-- start of STORED ROWS --

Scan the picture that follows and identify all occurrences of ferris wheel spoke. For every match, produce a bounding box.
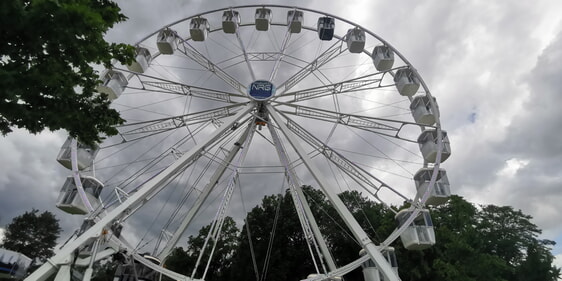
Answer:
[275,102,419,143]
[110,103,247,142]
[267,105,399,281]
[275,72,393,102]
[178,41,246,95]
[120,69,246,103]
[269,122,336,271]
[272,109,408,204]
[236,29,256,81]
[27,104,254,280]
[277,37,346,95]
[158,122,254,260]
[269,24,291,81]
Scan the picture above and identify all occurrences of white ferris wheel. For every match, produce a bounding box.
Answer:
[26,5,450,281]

-- end of STORED ROWS --
-- start of STORED ROWS --

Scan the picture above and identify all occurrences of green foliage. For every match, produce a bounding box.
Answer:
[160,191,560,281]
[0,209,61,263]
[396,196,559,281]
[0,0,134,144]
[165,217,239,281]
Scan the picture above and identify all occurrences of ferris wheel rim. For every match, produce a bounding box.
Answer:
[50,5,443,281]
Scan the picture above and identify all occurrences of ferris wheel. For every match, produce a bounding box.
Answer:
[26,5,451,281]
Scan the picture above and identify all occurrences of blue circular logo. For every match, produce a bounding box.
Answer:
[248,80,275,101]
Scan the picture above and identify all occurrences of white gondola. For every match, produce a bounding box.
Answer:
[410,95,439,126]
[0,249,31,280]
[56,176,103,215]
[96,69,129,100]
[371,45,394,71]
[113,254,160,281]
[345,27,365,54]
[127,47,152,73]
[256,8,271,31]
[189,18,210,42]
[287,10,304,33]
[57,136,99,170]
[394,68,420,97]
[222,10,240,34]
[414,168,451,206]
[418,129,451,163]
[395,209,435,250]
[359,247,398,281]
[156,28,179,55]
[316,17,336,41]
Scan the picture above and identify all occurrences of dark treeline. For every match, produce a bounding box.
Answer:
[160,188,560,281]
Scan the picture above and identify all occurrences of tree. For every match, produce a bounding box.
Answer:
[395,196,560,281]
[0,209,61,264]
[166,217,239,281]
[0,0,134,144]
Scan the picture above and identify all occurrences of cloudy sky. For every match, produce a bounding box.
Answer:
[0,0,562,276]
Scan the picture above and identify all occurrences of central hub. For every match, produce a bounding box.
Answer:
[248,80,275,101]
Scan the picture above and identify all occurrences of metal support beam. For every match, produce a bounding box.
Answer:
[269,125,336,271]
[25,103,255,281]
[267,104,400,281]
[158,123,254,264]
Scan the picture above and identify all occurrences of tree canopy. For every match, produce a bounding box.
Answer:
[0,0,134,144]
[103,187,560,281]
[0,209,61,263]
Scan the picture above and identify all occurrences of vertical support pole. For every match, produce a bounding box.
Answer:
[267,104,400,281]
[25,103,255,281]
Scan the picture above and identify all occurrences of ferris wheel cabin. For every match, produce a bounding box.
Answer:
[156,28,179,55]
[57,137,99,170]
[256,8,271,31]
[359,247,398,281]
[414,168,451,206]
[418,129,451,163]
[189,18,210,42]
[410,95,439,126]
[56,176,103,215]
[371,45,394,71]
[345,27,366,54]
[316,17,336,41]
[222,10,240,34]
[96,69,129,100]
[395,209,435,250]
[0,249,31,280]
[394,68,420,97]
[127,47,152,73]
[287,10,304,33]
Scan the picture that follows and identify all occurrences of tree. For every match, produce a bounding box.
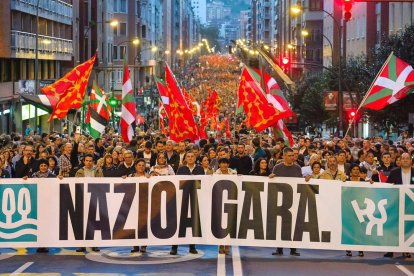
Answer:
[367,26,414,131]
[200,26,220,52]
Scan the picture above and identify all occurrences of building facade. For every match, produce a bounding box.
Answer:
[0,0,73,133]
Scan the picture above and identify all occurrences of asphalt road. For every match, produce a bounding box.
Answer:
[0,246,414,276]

-- end of STORED ROWS --

» **WHAT IS REQUIRED**:
Rewrite the lines starting at the line containing "follows and identify all occurrences of tree." and ending at the line containing "[0,246,414,276]", substituting "rectangle" for every "bounding box" and keeping everything else unchanged. Omit the picture from your answer.

» **SOLUTION**:
Scan the picture that follows and identify all occurrences of tree. For every match, produce a rectangle.
Answer:
[367,26,414,131]
[200,26,220,52]
Scan the picture above and identify all occurrences of building facade. For every match, produce a rectangle.
Answer:
[0,0,73,133]
Scan the picture above and identify all occurrences of asphalt road. For every match, produce a rectangle.
Answer:
[0,246,414,276]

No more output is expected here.